*PROBLEM TO SOLVE*
Pick out each line in the records that contains the word "standing", and copy every such line.

*WORKING DATA*
>>>>>

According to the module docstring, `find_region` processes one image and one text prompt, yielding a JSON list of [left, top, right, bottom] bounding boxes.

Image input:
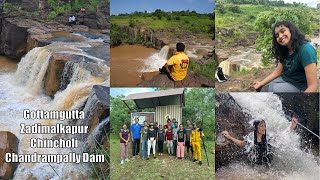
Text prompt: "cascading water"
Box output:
[[0, 39, 109, 180], [15, 47, 51, 95], [216, 93, 320, 180]]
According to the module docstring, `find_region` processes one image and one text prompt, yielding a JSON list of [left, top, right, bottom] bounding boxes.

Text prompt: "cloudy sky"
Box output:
[[110, 88, 155, 97], [110, 0, 214, 14]]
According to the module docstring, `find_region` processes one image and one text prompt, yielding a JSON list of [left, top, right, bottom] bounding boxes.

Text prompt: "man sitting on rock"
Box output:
[[159, 43, 189, 81]]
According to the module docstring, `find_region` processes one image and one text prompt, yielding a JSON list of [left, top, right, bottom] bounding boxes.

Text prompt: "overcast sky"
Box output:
[[110, 88, 155, 97], [110, 0, 214, 15]]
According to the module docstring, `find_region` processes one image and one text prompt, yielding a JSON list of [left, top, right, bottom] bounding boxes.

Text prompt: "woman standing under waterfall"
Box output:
[[252, 21, 318, 92], [221, 117, 297, 167]]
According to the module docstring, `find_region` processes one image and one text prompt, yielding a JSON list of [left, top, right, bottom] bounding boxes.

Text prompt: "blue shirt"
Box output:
[[130, 123, 142, 139]]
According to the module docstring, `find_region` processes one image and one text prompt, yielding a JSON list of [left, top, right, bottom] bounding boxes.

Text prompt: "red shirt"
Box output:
[[166, 130, 173, 140]]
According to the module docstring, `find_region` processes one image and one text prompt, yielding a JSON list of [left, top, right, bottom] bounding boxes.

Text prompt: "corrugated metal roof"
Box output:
[[122, 88, 184, 101], [122, 88, 184, 109]]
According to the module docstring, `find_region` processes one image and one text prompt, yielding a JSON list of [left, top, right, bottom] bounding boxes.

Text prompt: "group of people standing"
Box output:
[[119, 118, 204, 165]]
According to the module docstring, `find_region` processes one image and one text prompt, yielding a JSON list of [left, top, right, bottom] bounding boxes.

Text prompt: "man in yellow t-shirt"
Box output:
[[160, 43, 189, 81]]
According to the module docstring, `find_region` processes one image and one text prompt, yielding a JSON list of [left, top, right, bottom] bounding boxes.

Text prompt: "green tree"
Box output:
[[110, 96, 133, 133]]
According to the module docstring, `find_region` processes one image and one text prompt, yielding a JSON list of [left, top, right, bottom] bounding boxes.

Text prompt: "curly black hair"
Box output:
[[272, 20, 306, 63]]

<<<<<

*THE REPLY*
Text prompt: "woman standing under waterfall"
Text prompt: "group of people standing"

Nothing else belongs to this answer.